>> Begin TEXT TO READ
The final report is going to look very similar. The most likely charge to be downgraded is actually the excessive practice, since it was never grossly beyond the limits like originally alleged by the ex-players. But the lack of documentation at the time makes it difficult for Michigan to prove that the violations were "isolated or inadvertent" and did not result in a "significant competitive advantage."
3. The five accusations:
1) Michigan quality control staffers "monitored and conducted skill development activities," assisted with "warm up and flexibility," watched film with players, and occasionally attended coaching meetings.
2) Similar in nature in points a) and b). c) consists of disciplinary measures after missing class in summer. d) consists of varying but relatively small amounts of excessive mandatory activity.
3) A graduate assistant lied during the process.
4) Rich Rodriguez "failure to monitor."
5) Athletic department "failure to monitor."
Are my characterizations of all these charges correct? If so, how serious are each of them?
#2 is, very generally, excessive practice. Michigan allowed excessive practice in one of three ways:
1) Did not count stretching and warm-up, thus requiring too much CARA (countable athletically related activity);
2) Disciplined players for missing class over the summer, when no required physical activity is permitted for any reason; and
3) Allowing excessive voluntary activity during the summer.
>> End TEXT TO READ
>> Begin STORED DATA
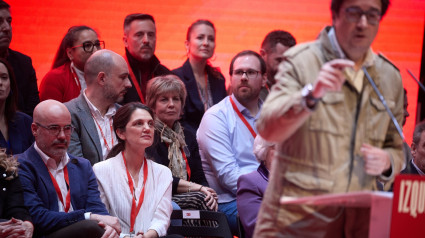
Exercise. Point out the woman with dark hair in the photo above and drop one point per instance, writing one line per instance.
>> End STORED DATA
**WRITTEN INSTRUCTION 1:**
Decide whether each statement agrees with the text on Michigan's football charges, answering yes or no and quoting the deciding words: (a) A graduate assistant lied during the process. (b) The charge most likely to be downgraded is the athletic department's failure to monitor. (c) No required physical activity is permitted over the summer.
**WRITTEN INSTRUCTION 2:**
Retype the passage of the text on Michigan's football charges starting at "2) Similar in" and ending at "each of them?".
The lines play no part in this work.

**EXPECTED OUTPUT 1:**
(a) Yes: "A graduate assistant lied during the process."
(b) No: "The most likely charge to be downgraded is actually the excessive practice"
(c) Yes: "when no required physical activity is permitted for any reason"

**EXPECTED OUTPUT 2:**
2) Similar in nature in points a) and b). c) consists of disciplinary measures after missing class in summer. d) consists of varying but relatively small amounts of excessive mandatory activity.
3) A graduate assistant lied during the process.
4) Rich Rodriguez "failure to monitor."
5) Athletic department "failure to monitor."
Are my characterizations of all these charges correct? If so, how serious are each of them?